··· Data extract
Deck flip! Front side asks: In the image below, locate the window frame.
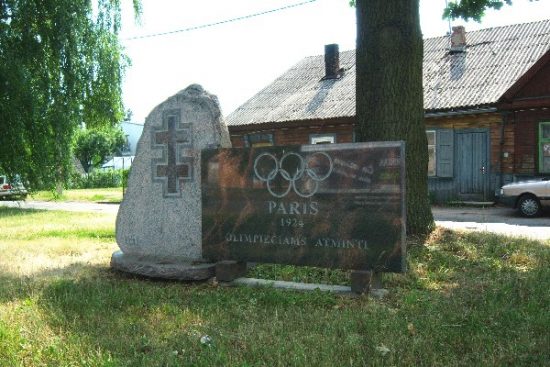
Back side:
[309,134,336,145]
[243,133,275,148]
[426,129,437,177]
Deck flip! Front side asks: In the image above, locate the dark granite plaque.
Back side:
[201,142,405,272]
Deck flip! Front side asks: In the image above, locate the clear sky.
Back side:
[121,0,550,122]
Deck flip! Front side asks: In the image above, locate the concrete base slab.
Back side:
[220,278,389,298]
[111,251,216,280]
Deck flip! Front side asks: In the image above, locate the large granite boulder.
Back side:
[111,85,231,280]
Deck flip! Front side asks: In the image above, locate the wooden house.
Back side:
[227,20,550,202]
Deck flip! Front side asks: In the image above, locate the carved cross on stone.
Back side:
[152,109,193,197]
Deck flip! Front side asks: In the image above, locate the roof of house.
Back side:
[227,20,550,126]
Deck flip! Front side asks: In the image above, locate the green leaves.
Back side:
[443,0,512,22]
[73,128,125,173]
[0,0,134,187]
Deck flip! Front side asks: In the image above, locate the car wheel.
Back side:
[518,195,541,218]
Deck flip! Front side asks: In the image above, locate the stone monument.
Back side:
[111,85,231,280]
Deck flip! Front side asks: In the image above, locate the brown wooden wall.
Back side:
[229,118,354,148]
[229,109,550,175]
[511,109,550,175]
[426,113,514,173]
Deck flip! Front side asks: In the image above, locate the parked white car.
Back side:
[499,178,550,217]
[0,176,27,199]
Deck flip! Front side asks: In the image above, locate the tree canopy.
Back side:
[350,0,528,235]
[0,0,139,187]
[73,127,126,173]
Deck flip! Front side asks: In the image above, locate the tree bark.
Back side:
[355,0,434,235]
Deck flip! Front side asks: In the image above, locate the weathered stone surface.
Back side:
[351,270,372,293]
[112,85,231,279]
[111,251,215,280]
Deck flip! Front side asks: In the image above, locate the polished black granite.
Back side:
[201,142,406,272]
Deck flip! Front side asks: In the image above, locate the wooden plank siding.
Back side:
[229,118,354,148]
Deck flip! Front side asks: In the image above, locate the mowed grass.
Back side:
[0,208,550,367]
[30,187,122,203]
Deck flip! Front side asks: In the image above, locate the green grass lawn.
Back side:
[30,187,122,203]
[0,208,550,367]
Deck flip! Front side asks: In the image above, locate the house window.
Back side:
[426,130,436,176]
[309,134,336,144]
[539,122,550,173]
[244,134,275,148]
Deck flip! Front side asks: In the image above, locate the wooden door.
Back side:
[455,130,489,201]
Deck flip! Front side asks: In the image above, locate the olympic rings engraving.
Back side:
[254,152,334,199]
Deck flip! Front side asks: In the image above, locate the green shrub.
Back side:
[69,169,127,189]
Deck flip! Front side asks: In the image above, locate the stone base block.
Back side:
[111,251,216,280]
[351,271,372,294]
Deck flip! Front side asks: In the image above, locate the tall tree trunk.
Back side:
[355,0,434,234]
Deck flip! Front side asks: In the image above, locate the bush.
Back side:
[68,169,124,189]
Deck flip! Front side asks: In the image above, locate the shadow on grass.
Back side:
[0,206,47,218]
[0,230,550,366]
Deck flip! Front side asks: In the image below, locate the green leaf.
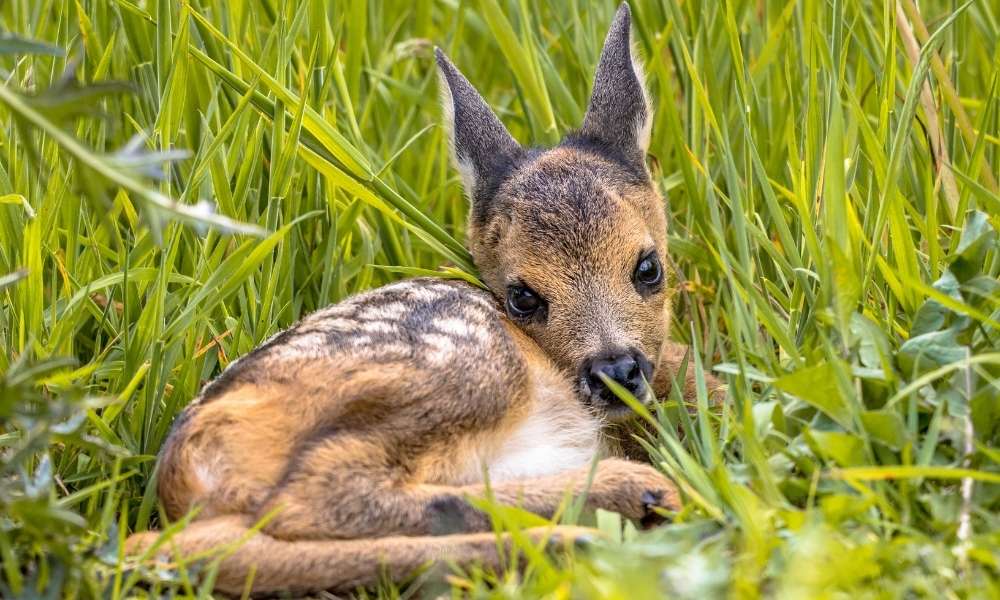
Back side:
[861,410,907,450]
[774,361,852,429]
······
- Aim of the exercise:
Rewrite the stretch from the line containing "wooden plank siding." through the end of the rows, replacing "Back side" with "Answer side" and keeping everything else unchanged. Omit the pictures from your answer.

- Right answer:
Deck flip! Front side asks: In the image above, locate the wooden plank siding.
Answer side:
[229,118,354,148]
Deck flip! Front side asks: In the image above, locate the mowed grass.
Answer side:
[0,208,550,367]
[30,187,122,203]
Deck flip! Front side asks: In the image above, locate the green grass lawn.
Answer side:
[30,187,122,203]
[0,208,550,367]
Deck flip! Front side asks: In the image above, locate the house window.
Answer side:
[426,130,436,176]
[309,134,336,144]
[539,122,550,173]
[244,134,275,148]
Deck flip! Front side asks: In the image above, locate the wooden door.
Answer side:
[455,130,489,201]
Deck flip! Front side asks: In the image above, locate the olympic rings engraving.
Answer side:
[254,152,334,199]
Deck flip! Front side asks: In the image above, locate the green shrub.
Answer side:
[69,169,127,189]
Deck flip! Front side asks: In the image above, locate the stone base block.
Answer side:
[111,251,216,280]
[351,271,372,294]
Deck flip! Front side asks: In the image above, locate the tall tree trunk.
Answer side:
[355,0,434,234]
Deck flip! Front side asks: In the image above, locate the bush.
Answer side:
[68,169,124,189]
Deck flip! Front side asks: In the image above, locate the shadow on grass.
Answer side:
[0,206,47,218]
[0,230,550,366]
Deck flip! Front side asks: In the image below, locate the green leaf.
Answer side:
[861,410,907,450]
[774,361,852,429]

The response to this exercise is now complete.